* _EXERCISE AIM_:
Starting at the line that contains "A note to the class: find the white eyebrow" and continuing through the end of the material, reproduce every line, requests included, but multiply each coordinate in the answers by 1.8 and round it to a whole number, rounding halves up. Leave the pictures out of your response.

* _Data records_:

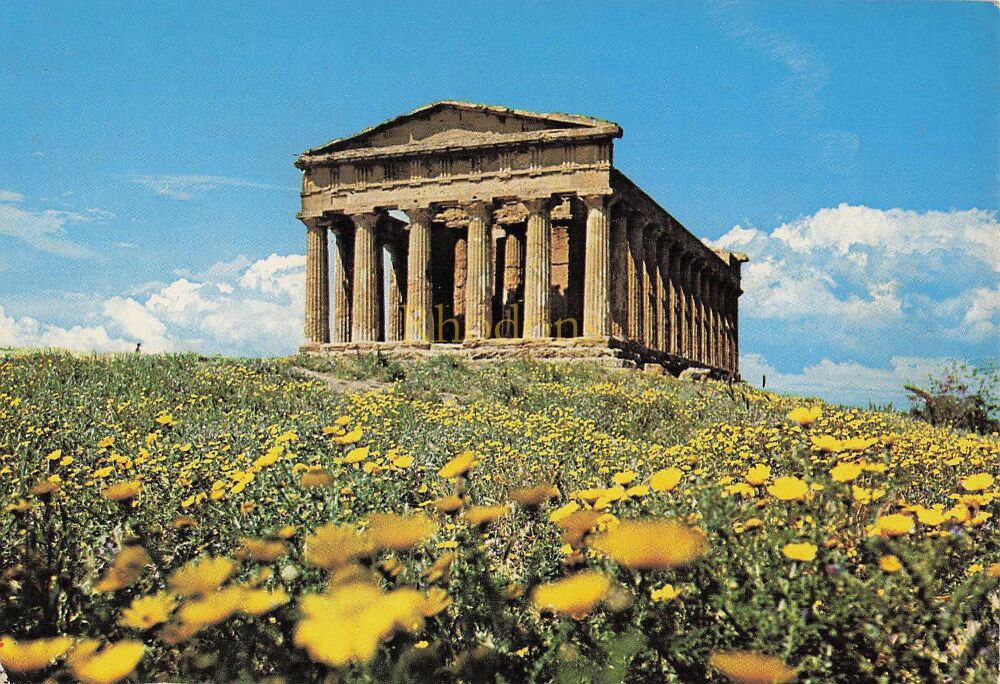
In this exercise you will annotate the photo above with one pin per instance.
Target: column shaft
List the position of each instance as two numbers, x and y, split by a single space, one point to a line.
619 276
597 269
649 287
396 315
479 267
419 303
538 271
662 297
366 309
636 308
343 277
317 314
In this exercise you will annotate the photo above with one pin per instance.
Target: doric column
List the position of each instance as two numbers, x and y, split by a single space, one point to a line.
317 315
619 274
673 307
479 269
419 304
597 269
734 301
649 286
538 270
636 308
395 319
365 312
513 280
691 316
663 293
343 277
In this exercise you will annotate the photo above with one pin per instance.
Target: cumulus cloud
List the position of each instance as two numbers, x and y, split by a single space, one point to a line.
248 310
10 196
46 229
872 279
29 332
185 187
848 382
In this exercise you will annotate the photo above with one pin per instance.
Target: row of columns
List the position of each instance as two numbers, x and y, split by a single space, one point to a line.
664 298
669 299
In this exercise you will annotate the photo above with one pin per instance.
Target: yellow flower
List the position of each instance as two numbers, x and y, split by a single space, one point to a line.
624 477
261 601
646 543
977 482
747 667
402 461
459 465
315 476
122 491
665 480
930 516
563 511
448 504
201 576
351 437
805 416
483 515
827 443
894 525
212 608
758 475
803 551
890 563
361 615
535 496
357 455
575 595
845 472
788 489
261 550
858 443
437 600
113 663
148 611
393 532
25 656
125 570
332 546
665 593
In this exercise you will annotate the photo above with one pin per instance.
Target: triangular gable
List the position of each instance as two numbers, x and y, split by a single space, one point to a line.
450 121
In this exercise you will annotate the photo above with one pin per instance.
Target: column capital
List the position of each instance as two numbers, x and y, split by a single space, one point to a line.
596 201
537 205
481 209
421 215
313 222
368 219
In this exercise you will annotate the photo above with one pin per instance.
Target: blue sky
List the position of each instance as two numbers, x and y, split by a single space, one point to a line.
147 188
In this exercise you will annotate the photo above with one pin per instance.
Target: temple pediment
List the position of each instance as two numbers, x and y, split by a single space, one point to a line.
462 124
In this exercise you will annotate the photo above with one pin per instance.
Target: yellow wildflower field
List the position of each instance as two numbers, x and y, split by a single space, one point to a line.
188 519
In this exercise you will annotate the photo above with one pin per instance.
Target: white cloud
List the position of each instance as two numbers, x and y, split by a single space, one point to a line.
847 382
28 332
45 230
10 196
185 187
860 271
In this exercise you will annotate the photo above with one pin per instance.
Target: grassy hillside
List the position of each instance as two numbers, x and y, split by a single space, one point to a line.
227 519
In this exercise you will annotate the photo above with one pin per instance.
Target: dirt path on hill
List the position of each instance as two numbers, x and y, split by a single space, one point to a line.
341 384
344 386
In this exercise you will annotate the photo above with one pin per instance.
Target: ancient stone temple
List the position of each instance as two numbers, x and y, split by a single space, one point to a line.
494 232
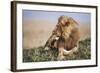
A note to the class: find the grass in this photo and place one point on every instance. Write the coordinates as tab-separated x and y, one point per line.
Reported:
40	55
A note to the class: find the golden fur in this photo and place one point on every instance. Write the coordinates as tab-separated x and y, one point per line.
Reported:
67	31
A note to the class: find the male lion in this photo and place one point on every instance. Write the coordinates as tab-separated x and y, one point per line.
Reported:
65	36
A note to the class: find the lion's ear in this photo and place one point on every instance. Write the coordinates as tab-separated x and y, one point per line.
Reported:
72	21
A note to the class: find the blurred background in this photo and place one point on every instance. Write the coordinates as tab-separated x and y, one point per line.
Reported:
38	26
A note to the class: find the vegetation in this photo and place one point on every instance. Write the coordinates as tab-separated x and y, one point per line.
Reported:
39	54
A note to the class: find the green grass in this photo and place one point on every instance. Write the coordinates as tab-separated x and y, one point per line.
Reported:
40	55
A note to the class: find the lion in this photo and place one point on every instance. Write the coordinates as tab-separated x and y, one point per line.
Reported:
65	37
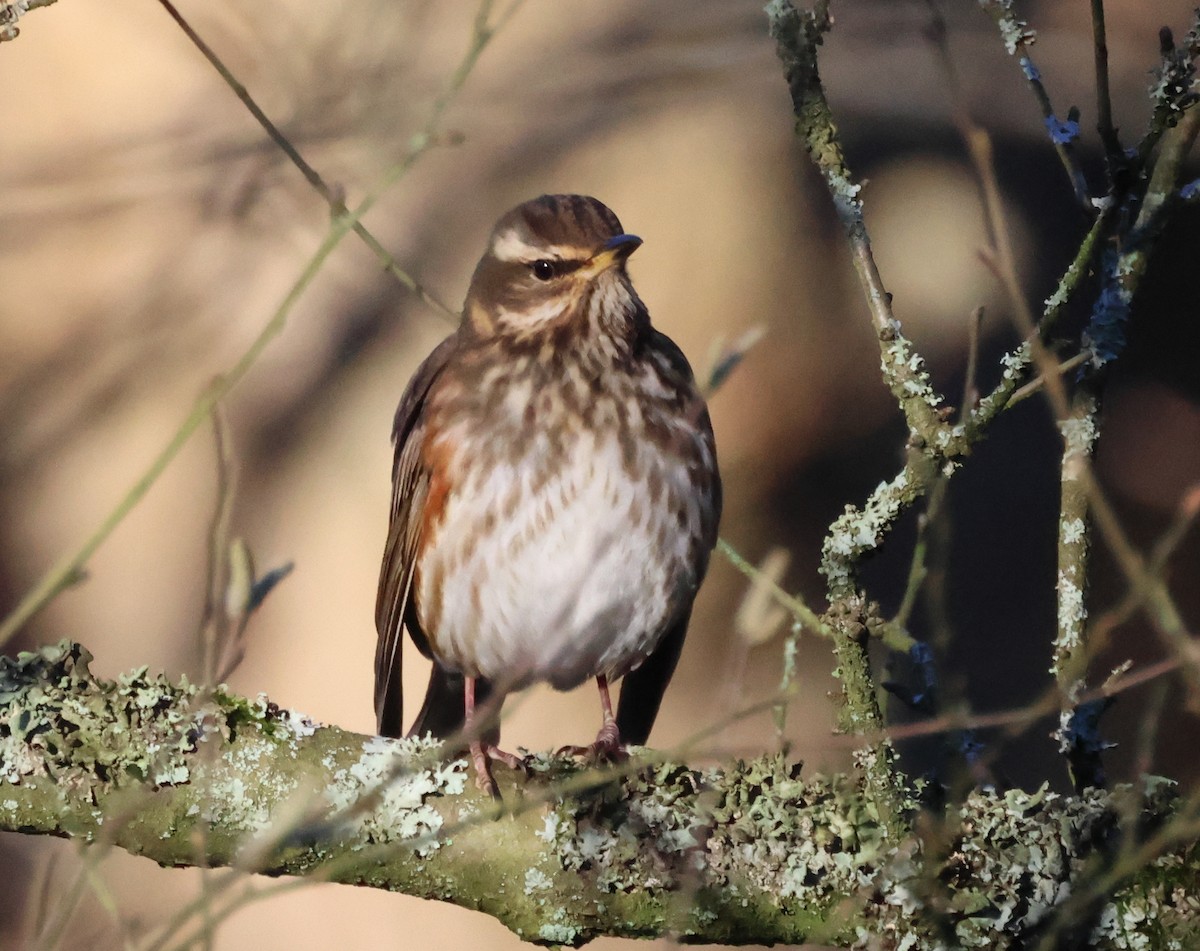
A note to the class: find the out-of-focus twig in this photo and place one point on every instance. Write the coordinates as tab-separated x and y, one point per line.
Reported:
70	566
333	197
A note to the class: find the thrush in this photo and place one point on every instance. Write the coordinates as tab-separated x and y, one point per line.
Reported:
555	491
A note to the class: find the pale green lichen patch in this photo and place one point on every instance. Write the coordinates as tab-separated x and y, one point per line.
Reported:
141	729
387	794
61	722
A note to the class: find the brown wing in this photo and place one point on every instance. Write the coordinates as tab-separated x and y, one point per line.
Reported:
409	488
642	689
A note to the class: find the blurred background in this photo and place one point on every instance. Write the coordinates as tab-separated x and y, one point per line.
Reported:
148	229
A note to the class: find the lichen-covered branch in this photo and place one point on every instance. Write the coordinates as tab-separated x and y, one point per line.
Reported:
747	853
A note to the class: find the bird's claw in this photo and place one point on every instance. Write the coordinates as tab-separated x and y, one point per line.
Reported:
606	748
483	755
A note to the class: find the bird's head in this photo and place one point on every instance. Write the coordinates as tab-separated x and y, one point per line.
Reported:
553	263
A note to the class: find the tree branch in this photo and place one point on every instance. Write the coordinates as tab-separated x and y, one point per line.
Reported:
742	853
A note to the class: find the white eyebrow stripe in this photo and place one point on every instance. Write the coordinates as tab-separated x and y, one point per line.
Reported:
510	246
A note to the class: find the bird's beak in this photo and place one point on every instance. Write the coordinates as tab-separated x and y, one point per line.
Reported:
615	251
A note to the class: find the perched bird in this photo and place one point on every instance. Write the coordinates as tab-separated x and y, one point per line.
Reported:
555	491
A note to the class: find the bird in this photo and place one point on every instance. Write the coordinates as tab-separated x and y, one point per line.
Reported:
556	492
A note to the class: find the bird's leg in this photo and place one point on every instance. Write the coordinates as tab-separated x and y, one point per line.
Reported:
481	752
607	745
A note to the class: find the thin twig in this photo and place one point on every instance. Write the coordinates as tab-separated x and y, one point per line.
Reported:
1103	99
333	198
70	566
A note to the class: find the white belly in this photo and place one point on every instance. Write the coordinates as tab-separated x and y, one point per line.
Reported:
571	579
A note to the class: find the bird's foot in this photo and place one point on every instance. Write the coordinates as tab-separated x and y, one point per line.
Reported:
481	757
606	748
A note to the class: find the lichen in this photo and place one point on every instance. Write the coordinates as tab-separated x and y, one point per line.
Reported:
399	777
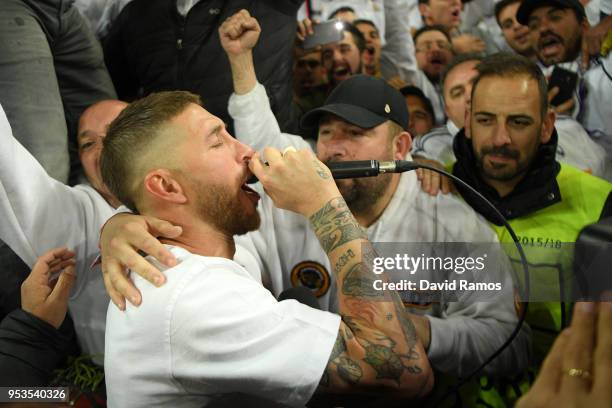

* _CORRECT RESPONSE_:
A note to the class: find the white eyebrow stripe in this photo and place one point on every instance. Write the coordinates as tab-separated x and y, one point per line.
Reported:
918	443
A note to the class: find the bird's beak in this photo and place one point on every instance. Write the coordinates as tab-separated x and y, one point per line.
Reported:
1107	452
A note to the class: find the perched bird in this photo and place one point on every instance. Write the coordinates as tab-separated x and y, one point per line.
Reported:
999	884
A note to the class: find the bird in this photo and place one point on every instance. Write the coordinates as tab-separated x and y, one point per line.
Reported:
1001	886
A note to the class: find the bird's leg in this photo and place one point on every instance. Write the coordinates as tab-separated x and y, one point per line.
Reported:
866	1354
1093	1341
A note to the class: find the thin twig in this photo and place one point on every instance. Write the coordinates as tab-separated x and y, one point per line.
Reported:
1985	178
599	356
126	1019
A note to the class: find the white belly in this photo and place one point on every instance. Write the coordinates as tab-separated x and y, one point per line.
Reported:
1028	1042
A note to the class: find the bird's foot in this photo and place one point on every instance. Write the coordinates as tab-separated x and y, one point per line.
Reported:
866	1363
1091	1346
A note to the class: find the lichen in this photo and place one point on every instance. Write the coordinates as tab-separated x and y, one point per line.
Reported:
718	1399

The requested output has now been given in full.